Decide whether each statement below agrees with the email thread, answering yes or no and quoting the words from the thread that settle it. 1. The writer can reliably reproduce the race. 2. The race is easy to trigger. 3. The writer has the changes staged for further testing.

*TEXT*:
□ □ □ □ □

I've been trying to do an ABA test to confirm that your change eliminates the use-after-free issue we've seen. The race seems to be quite elusive, so I can't reliably reproduce it. Your changes have not been forgotten; I have them staged for further testing.

Alex
Keith Busch April 12, 2018, 5:10 p.m. UTC | #4
On Thu, Apr 12, 2018 at 05:06:05PM +0000, Alex_Gagniuc@Dellteam.com wrote:
> From: Keith Busch [mailto:keith.busch@intel.com] 
> 
> > AER error handling walks the PCI topology below a root port, saving
> > pointers of the pci_dev structs affected by the error along the way.
> 
> Hi Keith,
> 
> I've been trying to do an ABA test to confirm that your change
> eliminates the use-after-free issue we've seen. The race seems to be
> quite elusive, so I can't reliably reproduce it. Your changes have not
> been forgotten; I have them staged for further testing.

□ □ □ □ □

*RECORD LIST*:
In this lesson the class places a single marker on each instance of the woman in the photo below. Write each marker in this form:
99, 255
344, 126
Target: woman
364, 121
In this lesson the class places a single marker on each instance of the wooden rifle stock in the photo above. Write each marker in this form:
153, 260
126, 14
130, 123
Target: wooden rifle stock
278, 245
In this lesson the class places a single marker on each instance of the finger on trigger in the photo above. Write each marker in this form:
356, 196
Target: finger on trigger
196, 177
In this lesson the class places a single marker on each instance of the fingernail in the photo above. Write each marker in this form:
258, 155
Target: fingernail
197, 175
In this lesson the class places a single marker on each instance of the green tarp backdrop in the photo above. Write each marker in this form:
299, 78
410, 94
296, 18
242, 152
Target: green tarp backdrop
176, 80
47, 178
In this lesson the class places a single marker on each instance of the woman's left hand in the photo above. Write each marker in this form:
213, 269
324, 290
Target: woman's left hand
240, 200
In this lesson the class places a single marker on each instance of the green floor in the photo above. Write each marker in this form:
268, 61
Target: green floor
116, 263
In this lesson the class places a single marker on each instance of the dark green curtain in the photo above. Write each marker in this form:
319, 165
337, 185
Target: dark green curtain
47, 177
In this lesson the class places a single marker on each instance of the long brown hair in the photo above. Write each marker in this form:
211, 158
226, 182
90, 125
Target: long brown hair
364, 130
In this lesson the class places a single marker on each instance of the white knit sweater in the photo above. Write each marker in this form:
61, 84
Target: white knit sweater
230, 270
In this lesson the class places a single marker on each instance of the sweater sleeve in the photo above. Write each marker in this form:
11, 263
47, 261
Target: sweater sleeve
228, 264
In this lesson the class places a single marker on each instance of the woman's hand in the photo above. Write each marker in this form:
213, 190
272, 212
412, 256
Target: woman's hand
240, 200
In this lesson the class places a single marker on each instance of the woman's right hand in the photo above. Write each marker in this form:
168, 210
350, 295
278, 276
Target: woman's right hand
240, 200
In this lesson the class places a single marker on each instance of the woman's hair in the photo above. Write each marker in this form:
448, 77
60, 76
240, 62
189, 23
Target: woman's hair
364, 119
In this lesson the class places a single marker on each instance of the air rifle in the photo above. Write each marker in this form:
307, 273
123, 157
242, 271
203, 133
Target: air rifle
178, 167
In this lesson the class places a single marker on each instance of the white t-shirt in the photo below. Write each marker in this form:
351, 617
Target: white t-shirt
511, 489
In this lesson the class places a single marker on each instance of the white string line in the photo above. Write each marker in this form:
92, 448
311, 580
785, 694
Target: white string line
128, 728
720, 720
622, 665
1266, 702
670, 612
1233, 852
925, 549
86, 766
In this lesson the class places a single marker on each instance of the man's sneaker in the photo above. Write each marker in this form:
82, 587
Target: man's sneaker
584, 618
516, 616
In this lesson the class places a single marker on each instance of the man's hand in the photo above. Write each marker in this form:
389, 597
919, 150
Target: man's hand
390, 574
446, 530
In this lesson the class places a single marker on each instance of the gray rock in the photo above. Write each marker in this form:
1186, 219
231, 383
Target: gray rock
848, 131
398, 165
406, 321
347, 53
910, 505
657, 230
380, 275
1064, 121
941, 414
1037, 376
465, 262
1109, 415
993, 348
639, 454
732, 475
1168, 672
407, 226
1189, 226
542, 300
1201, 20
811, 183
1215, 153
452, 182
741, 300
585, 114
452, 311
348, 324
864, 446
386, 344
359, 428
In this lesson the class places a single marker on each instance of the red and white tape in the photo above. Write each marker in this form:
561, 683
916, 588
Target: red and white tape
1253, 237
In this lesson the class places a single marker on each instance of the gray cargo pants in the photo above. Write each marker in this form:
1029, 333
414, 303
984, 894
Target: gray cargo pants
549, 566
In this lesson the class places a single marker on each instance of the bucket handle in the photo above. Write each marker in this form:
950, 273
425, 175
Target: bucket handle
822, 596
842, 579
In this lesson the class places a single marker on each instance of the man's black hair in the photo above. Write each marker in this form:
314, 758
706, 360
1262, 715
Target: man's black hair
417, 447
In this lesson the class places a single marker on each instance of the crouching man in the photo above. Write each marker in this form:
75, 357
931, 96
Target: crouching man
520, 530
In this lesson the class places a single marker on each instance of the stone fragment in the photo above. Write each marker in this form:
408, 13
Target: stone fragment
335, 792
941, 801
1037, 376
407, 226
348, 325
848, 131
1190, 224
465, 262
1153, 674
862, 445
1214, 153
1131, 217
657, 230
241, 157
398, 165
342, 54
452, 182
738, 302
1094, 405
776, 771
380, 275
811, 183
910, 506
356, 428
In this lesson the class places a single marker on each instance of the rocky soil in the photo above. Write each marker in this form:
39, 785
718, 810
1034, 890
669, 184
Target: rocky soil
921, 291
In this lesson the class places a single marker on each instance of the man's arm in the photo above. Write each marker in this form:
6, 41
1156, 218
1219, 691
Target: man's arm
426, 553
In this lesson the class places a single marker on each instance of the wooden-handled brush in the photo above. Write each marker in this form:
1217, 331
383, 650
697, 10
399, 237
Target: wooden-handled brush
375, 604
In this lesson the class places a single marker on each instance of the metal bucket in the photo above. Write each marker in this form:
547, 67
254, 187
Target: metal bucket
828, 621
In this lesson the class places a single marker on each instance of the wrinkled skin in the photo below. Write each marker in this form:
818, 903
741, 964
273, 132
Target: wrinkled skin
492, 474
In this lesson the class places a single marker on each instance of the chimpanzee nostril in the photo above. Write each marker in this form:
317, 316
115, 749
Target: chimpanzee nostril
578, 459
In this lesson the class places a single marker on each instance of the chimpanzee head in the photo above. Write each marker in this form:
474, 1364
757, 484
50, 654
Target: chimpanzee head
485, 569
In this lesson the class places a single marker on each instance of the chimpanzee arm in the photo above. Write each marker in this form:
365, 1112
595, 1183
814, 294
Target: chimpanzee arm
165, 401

□ □ □ □ □

*SOLUTION TO THIS TASK*:
1. No: "I can't reliably reproduce it"
2. No: "The race seems to be quite elusive"
3. Yes: "I have them staged for further testing"